• Work to be completed
Please change "bokeh light" to "out-of-focus light" throughout the rows below, leaving everything else as it is.

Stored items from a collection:
________________
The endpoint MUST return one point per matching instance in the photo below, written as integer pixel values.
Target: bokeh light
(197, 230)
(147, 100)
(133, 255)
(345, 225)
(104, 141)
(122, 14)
________________
• Exercise response
The endpoint MUST return one point per matching instance in the photo below, written as integer pixel values.
Target: out-of-focus light
(197, 230)
(147, 100)
(133, 255)
(345, 225)
(104, 141)
(122, 14)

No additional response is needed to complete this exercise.